EXTRAIT DU TEXTE →
※ ※ ※

Le fractionnement des identités, auquel semblent devoir assister impuissants les habitants de l'Europe entière, serait-il la réaction à un système de discrimination généralisé?

C'est l'hypothèse que formule le sociologue François Dubet dans Ce qui nous unit (Seuil, 2016), pour souligner l'urgence de reconstruire la vie collective sur la base de valeurs véritablement rassembleuses, l'égalité et le commun, et sur un renforcement de la vie démocratique. A l’occasion de la sortie de ce nouvel ouvrage, il répond à quelques questions de Nonfiction.fr.

 

Matthieu Riegler, CC-by



Nonfiction.fr : Vous expliquez la poussée identitaire que connaît la société française en reliant celle-ci au problème des discriminations. Mais n’a-t-elle pas également d’autres motifs ? Et pourquoi n’évoquez-vous pas la question des migrants ?

François Dubet : Je n’explique pas les poussées identitaires par la seule question des discriminations, mais je m’efforce de traiter cette question à partir des discriminations. Dans ce cadre, il va de soi, à mes yeux, que la question des migrants participe du problème des discriminations.

Vous indiquez que les cas où l’expérience des discriminés prend une forme radicale sont très minoritaires. Vous ne prenez pas position sur un phénomène de radicalisation qui se traduirait par leur augmentation. Qu’en pensez-vous ?

Je décris les formes « totales » de l’expérience des discriminations et il me semble que ceci n’est pas sans lien avec le radicalisme. Mais je ne suis pas sûr, et je le dis, que le radicalisme s’explique seulement par les discriminations et les problèmes sociaux. Les données sur la radicalisation terroriste montrent qu’il y a bien d’autres facteurs comme des crises familiales, le cas des convertis qui ne sont pas discriminés avant de se convertir, etc. Je suppose que les guerres du Moyen Orient ne sont pas sans importance. Encore une fois, je crois raisonnable de ne pas tout confondre.

※ ※ ※

(Lignes d'un jeu de données)
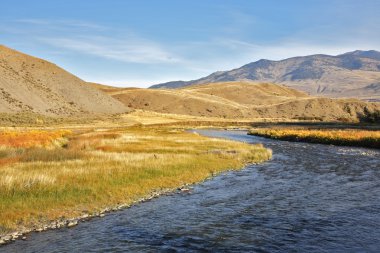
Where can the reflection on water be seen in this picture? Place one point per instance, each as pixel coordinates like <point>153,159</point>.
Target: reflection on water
<point>308,198</point>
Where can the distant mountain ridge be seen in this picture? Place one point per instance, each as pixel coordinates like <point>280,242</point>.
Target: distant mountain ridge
<point>352,74</point>
<point>238,100</point>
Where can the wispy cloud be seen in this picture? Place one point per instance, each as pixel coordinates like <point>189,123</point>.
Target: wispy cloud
<point>126,50</point>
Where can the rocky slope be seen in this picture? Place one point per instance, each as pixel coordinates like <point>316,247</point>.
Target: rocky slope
<point>34,85</point>
<point>354,74</point>
<point>242,100</point>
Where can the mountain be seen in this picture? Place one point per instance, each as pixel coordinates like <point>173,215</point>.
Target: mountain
<point>351,74</point>
<point>34,85</point>
<point>237,100</point>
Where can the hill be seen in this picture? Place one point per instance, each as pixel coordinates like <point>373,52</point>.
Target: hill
<point>354,74</point>
<point>242,100</point>
<point>31,84</point>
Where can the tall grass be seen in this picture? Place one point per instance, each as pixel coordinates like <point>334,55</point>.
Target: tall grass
<point>99,169</point>
<point>360,138</point>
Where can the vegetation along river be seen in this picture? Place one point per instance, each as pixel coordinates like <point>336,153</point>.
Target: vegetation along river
<point>308,198</point>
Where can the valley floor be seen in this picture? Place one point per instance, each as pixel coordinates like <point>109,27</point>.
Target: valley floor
<point>50,177</point>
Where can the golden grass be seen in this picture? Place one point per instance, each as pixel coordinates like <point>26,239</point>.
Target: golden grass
<point>99,169</point>
<point>361,138</point>
<point>34,138</point>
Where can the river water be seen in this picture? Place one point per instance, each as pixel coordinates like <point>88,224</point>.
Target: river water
<point>308,198</point>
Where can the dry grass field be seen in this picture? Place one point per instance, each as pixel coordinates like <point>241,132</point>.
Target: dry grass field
<point>49,175</point>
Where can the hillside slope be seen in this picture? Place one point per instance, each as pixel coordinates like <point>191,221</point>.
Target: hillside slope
<point>242,100</point>
<point>354,74</point>
<point>35,85</point>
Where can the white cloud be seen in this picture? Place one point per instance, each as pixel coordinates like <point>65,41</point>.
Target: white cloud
<point>129,49</point>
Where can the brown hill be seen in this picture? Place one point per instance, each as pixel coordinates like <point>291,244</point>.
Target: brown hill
<point>35,85</point>
<point>242,100</point>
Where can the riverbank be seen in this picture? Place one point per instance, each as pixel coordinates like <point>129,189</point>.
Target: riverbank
<point>351,137</point>
<point>85,173</point>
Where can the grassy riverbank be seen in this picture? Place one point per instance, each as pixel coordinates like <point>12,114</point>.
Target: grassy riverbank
<point>56,174</point>
<point>359,138</point>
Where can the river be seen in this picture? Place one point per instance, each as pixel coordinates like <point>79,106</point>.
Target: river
<point>308,198</point>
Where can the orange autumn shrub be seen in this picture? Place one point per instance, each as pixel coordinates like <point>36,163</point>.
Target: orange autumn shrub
<point>363,138</point>
<point>33,138</point>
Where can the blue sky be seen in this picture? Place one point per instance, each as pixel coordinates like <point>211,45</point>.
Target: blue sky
<point>143,42</point>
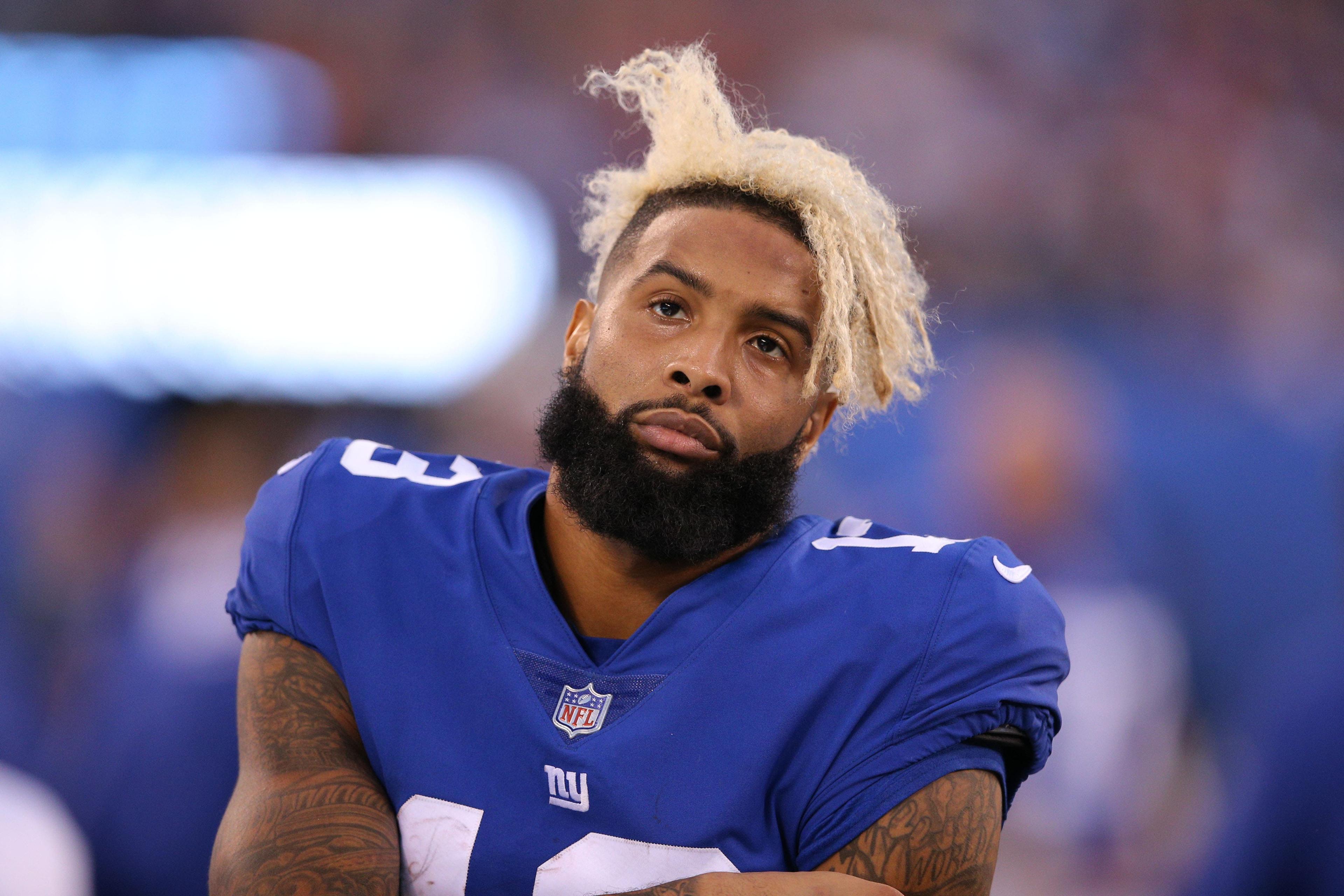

※ ※ ※

CONSIGNES →
**a)** Recopiez le passage de l'entretien avec François Dubet compris entre « C'est l'hypothèse que » et « questions de Nonfiction.fr. », bornes incluses.
**b)** Reprenez l'entretien avec François Dubet à l'endroit où il s'arrête et poursuivez-le.

CORRIGÉ DE L'EXERCICE →
**a)**
C'est l'hypothèse que formule le sociologue François Dubet dans Ce qui nous unit (Seuil, 2016), pour souligner l'urgence de reconstruire la vie collective sur la base de valeurs véritablement rassembleuses, l'égalité et le commun, et sur un renforcement de la vie démocratique. A l’occasion de la sortie de ce nouvel ouvrage, il répond à quelques questions de Nonfiction.fr.

**b)**
Les sciences sociales s’emploient à déconstruire les identités. Pourtant, celles-ci résistent expliquez-vous. Mais les références que vous mobilisez sont alors plutôt du côté de la philosophie. Est-ce à dire que la sociologie ne disposerait pas aujourd’hui des moyens pour penser ce phénomène ?

Il me semble dire que le fait que les identités puissent être déconstruites pas les sciences sociales ne signifie pas que les identités ne sont pas consistantes, « solides ». Après tout, il est possible de déconstruire l’idée de sacré et celle de Dieu, mais les religions existent « vraiment » du point de vue social. Quant au problème posé par les discriminations, il est aussi un problème de philosophie politique et morale : qu’est-ce que l’égalité, la justice, la reconnaissance… ? Les acteurs sociaux se posent ces questions, comme les sociétés et les philosophes. Il ne me semble pas que la distance entre la philosophie politique et la sociologie soit aussi grande que nous pourrions le croire.

Vous mobilisez dans ce livre les résultats d’une étude sur les expériences de discriminations. Mais vous ne disposez pas d’une étude similaire sur la majorité. Cela vous a-t-il manqué? Ne pensez-vous pas que cela aurait son utilité ?

Pour les majorités, je n’ai pas fait d’enquête, mais j’utilise celles des autres chercheurs et surtout, je crois citer des sondages donnant l’état de l’opinion sur ces questions. On ne peut pas tout faire soi-même.

Le problème de la représentation des minorités est central expliquez-vous (tout en disant votre insatisfaction à saisir les tenants et les aboutissants de ce qui prend la forme d’une sorte de refus d’être représenté). Comment pourrait-on avancer sur ce point ?

Un des problèmes que pose ce livre est celui de la représentation politique et publique des discriminés. Or cette représentation est faible et discutable en raison de la diversité de l’expérience des discriminations d’une part, et, d’autre part, du phénomène des porte-paroles qui ont la capacité de parler au nom d’un collectif qui souvent n’en est pas un, et qui sont poussés vers des expressions souvent radicales afin d’être visibles et entendus. Dans mon enquête, les personnes discriminées disent le plus souvent qu’elles ne se reconnaissent pas dans celles et ceux qui parlent en leur nom. De leur point de vue, elles et ils sont caricaturés par leurs adversaires, mais aussi par leurs porte-paroles.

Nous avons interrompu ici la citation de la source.